* [Exercise instructions]: Look below for the lines from the one with "<point>321,332</point>" to the one with "<point>230,423</point>", and copy exactly those lines, both ends included.
*** Opening Records for the exercise ***
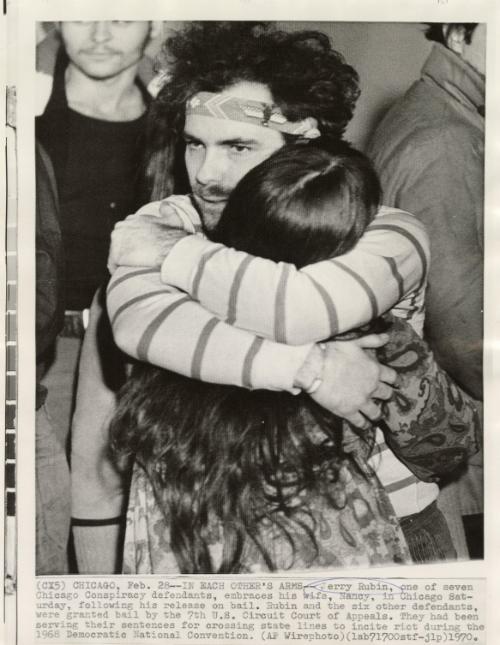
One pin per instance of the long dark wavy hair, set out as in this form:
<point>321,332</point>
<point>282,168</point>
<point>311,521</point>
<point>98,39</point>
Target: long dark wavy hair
<point>244,457</point>
<point>305,75</point>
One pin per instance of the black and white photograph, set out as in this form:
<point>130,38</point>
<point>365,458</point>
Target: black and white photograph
<point>252,331</point>
<point>276,362</point>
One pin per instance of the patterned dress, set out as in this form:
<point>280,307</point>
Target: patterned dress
<point>430,424</point>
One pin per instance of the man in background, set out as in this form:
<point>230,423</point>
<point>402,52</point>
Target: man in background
<point>429,153</point>
<point>92,128</point>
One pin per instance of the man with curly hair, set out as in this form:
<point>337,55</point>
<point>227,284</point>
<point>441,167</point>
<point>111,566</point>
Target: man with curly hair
<point>233,94</point>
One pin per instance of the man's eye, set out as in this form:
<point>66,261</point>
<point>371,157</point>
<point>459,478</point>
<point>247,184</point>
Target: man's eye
<point>240,149</point>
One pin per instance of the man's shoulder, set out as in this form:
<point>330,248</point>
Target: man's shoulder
<point>397,217</point>
<point>391,221</point>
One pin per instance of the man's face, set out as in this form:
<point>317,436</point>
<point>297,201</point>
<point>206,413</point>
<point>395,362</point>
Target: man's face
<point>220,152</point>
<point>104,49</point>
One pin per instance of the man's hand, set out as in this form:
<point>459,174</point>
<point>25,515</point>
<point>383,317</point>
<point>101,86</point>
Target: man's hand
<point>353,382</point>
<point>144,240</point>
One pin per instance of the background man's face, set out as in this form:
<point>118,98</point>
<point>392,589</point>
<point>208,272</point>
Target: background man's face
<point>104,49</point>
<point>219,152</point>
<point>475,53</point>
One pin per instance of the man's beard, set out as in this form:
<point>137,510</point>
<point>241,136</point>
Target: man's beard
<point>210,204</point>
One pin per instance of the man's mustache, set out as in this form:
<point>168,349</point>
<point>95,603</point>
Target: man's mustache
<point>213,192</point>
<point>106,51</point>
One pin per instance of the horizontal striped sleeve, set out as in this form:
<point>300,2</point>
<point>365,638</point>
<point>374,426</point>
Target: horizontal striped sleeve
<point>412,239</point>
<point>331,309</point>
<point>201,346</point>
<point>363,284</point>
<point>152,328</point>
<point>246,376</point>
<point>280,308</point>
<point>397,276</point>
<point>235,287</point>
<point>201,267</point>
<point>134,301</point>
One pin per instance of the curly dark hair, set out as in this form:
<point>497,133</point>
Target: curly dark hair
<point>244,457</point>
<point>304,74</point>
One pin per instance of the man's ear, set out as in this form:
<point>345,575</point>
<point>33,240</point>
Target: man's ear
<point>454,37</point>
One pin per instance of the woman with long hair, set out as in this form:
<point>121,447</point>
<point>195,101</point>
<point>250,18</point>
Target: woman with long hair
<point>228,480</point>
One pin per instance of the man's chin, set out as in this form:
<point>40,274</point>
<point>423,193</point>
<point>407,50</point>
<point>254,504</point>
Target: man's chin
<point>210,212</point>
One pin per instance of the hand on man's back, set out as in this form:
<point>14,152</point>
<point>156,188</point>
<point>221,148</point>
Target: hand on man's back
<point>144,240</point>
<point>353,382</point>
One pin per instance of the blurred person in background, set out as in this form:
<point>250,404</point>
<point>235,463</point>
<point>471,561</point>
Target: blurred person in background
<point>91,122</point>
<point>429,153</point>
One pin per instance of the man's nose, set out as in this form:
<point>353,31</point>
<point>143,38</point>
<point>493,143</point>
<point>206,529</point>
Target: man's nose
<point>212,168</point>
<point>101,31</point>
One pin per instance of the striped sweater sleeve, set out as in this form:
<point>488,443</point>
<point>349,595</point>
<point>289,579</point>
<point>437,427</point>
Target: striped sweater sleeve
<point>159,324</point>
<point>386,270</point>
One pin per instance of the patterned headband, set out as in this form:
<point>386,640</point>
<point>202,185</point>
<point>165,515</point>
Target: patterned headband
<point>232,108</point>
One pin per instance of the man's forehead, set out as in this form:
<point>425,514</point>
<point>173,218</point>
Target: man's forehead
<point>213,130</point>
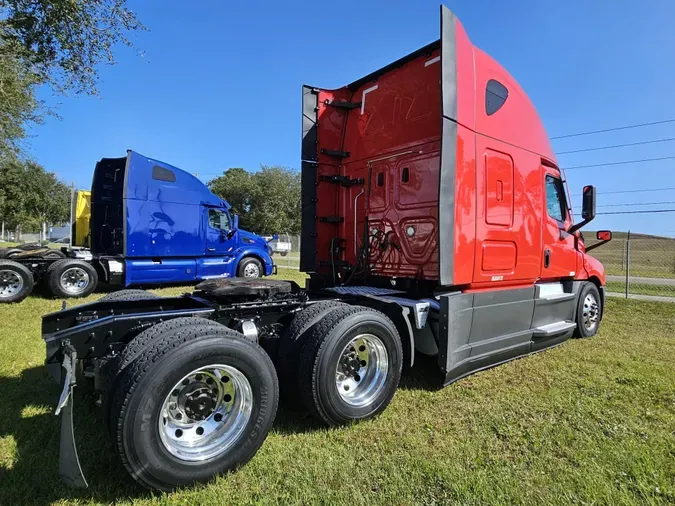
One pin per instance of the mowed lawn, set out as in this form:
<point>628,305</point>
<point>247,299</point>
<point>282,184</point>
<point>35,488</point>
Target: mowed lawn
<point>589,422</point>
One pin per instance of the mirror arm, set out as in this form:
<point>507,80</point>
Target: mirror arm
<point>579,225</point>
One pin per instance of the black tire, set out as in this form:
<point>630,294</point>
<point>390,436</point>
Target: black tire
<point>147,382</point>
<point>128,294</point>
<point>80,268</point>
<point>138,344</point>
<point>145,338</point>
<point>589,313</point>
<point>291,343</point>
<point>323,350</point>
<point>53,254</point>
<point>11,252</point>
<point>250,261</point>
<point>16,281</point>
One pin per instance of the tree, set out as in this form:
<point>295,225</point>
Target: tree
<point>31,196</point>
<point>267,201</point>
<point>58,43</point>
<point>235,186</point>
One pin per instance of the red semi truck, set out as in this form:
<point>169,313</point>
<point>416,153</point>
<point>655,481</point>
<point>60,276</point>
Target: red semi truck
<point>435,219</point>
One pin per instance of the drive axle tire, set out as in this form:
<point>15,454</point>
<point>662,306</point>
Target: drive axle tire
<point>250,267</point>
<point>128,294</point>
<point>16,281</point>
<point>589,311</point>
<point>176,327</point>
<point>71,278</point>
<point>351,365</point>
<point>191,407</point>
<point>291,343</point>
<point>53,255</point>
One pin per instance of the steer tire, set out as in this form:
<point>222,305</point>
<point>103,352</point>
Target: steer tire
<point>246,261</point>
<point>16,284</point>
<point>128,294</point>
<point>58,268</point>
<point>137,406</point>
<point>291,343</point>
<point>323,352</point>
<point>582,330</point>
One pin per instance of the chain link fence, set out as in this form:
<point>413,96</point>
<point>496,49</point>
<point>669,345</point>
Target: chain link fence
<point>637,265</point>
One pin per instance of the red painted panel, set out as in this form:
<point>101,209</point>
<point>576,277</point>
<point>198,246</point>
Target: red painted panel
<point>465,206</point>
<point>499,256</point>
<point>498,188</point>
<point>525,228</point>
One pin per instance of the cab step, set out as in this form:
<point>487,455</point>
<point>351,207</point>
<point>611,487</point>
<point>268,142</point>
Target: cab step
<point>553,329</point>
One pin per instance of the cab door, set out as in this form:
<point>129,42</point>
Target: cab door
<point>219,240</point>
<point>559,259</point>
<point>220,245</point>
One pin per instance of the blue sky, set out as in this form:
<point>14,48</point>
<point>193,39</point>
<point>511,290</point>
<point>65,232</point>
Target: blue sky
<point>218,84</point>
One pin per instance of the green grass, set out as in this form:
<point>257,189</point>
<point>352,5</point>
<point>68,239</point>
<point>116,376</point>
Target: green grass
<point>641,288</point>
<point>589,422</point>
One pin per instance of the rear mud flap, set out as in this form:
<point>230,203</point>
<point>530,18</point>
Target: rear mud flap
<point>69,463</point>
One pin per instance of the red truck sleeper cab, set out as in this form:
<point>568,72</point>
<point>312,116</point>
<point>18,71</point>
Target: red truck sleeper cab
<point>435,173</point>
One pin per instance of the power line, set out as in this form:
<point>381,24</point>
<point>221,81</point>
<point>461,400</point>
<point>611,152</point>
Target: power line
<point>632,191</point>
<point>622,162</point>
<point>626,127</point>
<point>640,212</point>
<point>631,204</point>
<point>616,146</point>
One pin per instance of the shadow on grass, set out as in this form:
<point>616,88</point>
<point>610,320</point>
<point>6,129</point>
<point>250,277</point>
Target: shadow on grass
<point>26,417</point>
<point>32,476</point>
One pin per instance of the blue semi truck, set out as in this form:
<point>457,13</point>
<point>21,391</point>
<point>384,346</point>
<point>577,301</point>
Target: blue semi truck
<point>151,223</point>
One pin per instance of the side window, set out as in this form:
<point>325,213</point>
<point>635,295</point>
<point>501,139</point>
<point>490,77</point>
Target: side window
<point>555,198</point>
<point>495,96</point>
<point>219,220</point>
<point>162,174</point>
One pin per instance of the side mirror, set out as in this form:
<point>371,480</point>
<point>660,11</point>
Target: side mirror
<point>603,236</point>
<point>588,204</point>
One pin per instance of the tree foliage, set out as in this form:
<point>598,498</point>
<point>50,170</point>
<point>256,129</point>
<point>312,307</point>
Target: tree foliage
<point>267,201</point>
<point>29,195</point>
<point>58,43</point>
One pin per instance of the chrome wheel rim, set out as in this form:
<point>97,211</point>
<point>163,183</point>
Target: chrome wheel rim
<point>75,280</point>
<point>205,413</point>
<point>251,271</point>
<point>591,312</point>
<point>361,371</point>
<point>10,283</point>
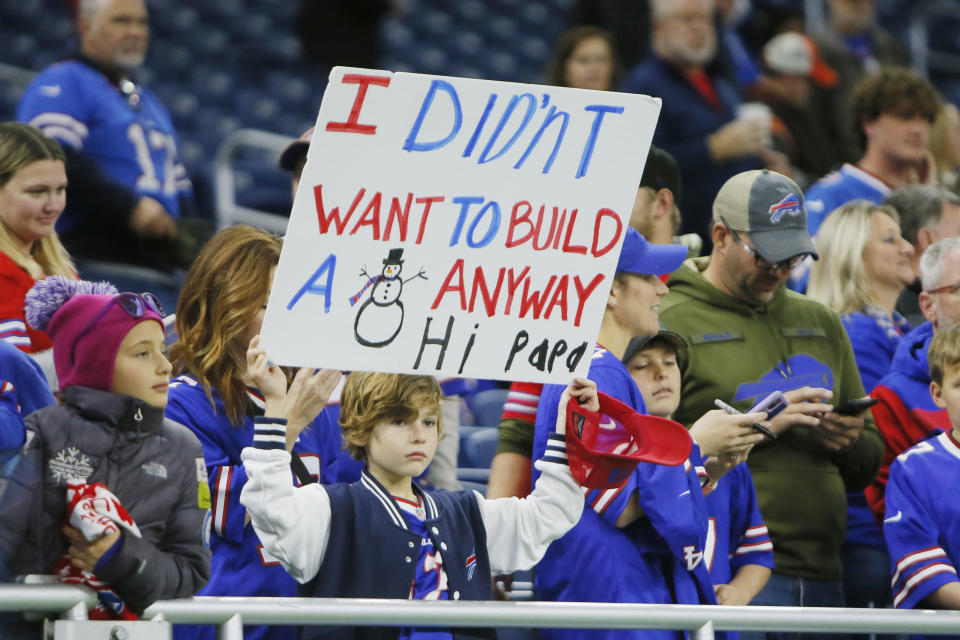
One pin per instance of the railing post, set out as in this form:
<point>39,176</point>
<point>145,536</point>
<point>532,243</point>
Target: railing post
<point>705,632</point>
<point>232,629</point>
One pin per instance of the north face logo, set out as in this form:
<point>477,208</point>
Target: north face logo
<point>790,205</point>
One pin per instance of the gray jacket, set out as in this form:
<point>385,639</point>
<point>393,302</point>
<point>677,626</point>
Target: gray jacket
<point>154,466</point>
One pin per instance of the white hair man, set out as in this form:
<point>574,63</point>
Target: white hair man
<point>128,185</point>
<point>906,413</point>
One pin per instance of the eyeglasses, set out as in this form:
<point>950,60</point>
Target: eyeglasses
<point>948,288</point>
<point>135,304</point>
<point>761,262</point>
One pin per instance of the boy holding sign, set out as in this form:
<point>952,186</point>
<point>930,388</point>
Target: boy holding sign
<point>384,536</point>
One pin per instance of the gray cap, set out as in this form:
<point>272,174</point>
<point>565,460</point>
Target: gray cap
<point>768,207</point>
<point>637,345</point>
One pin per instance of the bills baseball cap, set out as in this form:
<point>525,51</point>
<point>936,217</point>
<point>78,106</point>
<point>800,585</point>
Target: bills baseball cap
*** Closing Records for the exercise ***
* [Response for this exercise]:
<point>321,332</point>
<point>282,168</point>
<point>311,521</point>
<point>98,39</point>
Target: long dark wavy hair
<point>244,457</point>
<point>305,75</point>
One pin per instance of the black and white photograph, set out as in this form:
<point>130,38</point>
<point>365,458</point>
Target: black and white photograph
<point>252,331</point>
<point>276,362</point>
One pin per instance of the patterned dress, set out as in this form:
<point>280,307</point>
Target: patterned dress
<point>430,424</point>
One pin per instance of the man in background, set out as in this form:
<point>230,423</point>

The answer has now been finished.